What to produce:
For each statement, say whether it agrees with the passage on the Windows 98 launch, answering yes or no and quoting the words that decide it: (a) More than 120,000 units were sold before the formal launch through advance ordering programs; (b) Cars were in 60 percent of U.S. households 80 years after their invention; (c) Gates said Microsoft already knows exactly what its next major consumer platform will be.

Passage given:

Gates predicted that 60 percent of U.S. homes would have personal computers by 2001, with 85 percent of those connected to the Internet, which he said represented a far faster penetration rate than that of the automobile. Cars were in only 40 percent of U.S. households 80 years after their invention, he said.

Just 20 years after the inception of the PC, the devices are in more than 40 percent of U.S. homes, with about half of those homes connected to the Internet.

Windows 98, as the latest platform positioned for home use, is ''an early milestone but a quite significant milestone,'' Gates said.

''Windows 98 is just the beginning,'' he said. ''The majority of what we're going to do is in front of us.''

Windows 98 has gotten a lukewarm response in the trade and general media and among some consumers, and Microsoft officials acknowledge the product is only a modest update of the hugely successful Windows 95 platform launched three years ago.

But Brad Chase, Microsoft's vice president for Windows marketing, described the company as heartened by the early retail response, and he said more than 120,000 units had been sold before the formal launch through advance ordering programs.

At the launch event in a San Francisco wharf warehouse, viewed by about 100,000 people in theaters and retail stores nationwide, Microsoft promoted the benefits of Windows 98 through videotaped testimonials from students, senior citizens, a quadriplegic and country music star Reba McEntire.

Chase made no apologies for the emotional tone of the case studies, which reflected a strong emphasis on home rather than business use of Windows 98.

''The reason I got into this business is the ability to really impact people and how they live their lives,'' he said. ''This is about real customers, and they really do use the product this way.''
Analysts expect a relatively low upgrade rate for Windows 98 among the more than 100 million computers worldwide running Windows 95. But the new system is expected quickly to become virtually the only option available on new PCs in the retail marketplace.

Gates said Microsoft would have a major new platform for consumers within about three years.

''Today we don't know exactly what that will be,'' he said. ''But we're driving toward that with even more resources.

Dataset excerpt:
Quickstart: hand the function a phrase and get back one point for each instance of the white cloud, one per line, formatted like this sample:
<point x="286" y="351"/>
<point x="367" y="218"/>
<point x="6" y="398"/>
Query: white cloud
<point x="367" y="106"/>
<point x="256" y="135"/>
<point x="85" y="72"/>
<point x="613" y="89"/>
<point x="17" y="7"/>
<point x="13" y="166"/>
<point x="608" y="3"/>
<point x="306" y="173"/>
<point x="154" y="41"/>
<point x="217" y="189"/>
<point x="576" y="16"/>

Problem solution:
(a) Yes: "more than 120,000 units had been sold before the formal launch through advance ordering programs"
(b) No: "Cars were in only 40 percent of U.S. households 80 years after their invention"
(c) No: "Today we don't know exactly what that will be"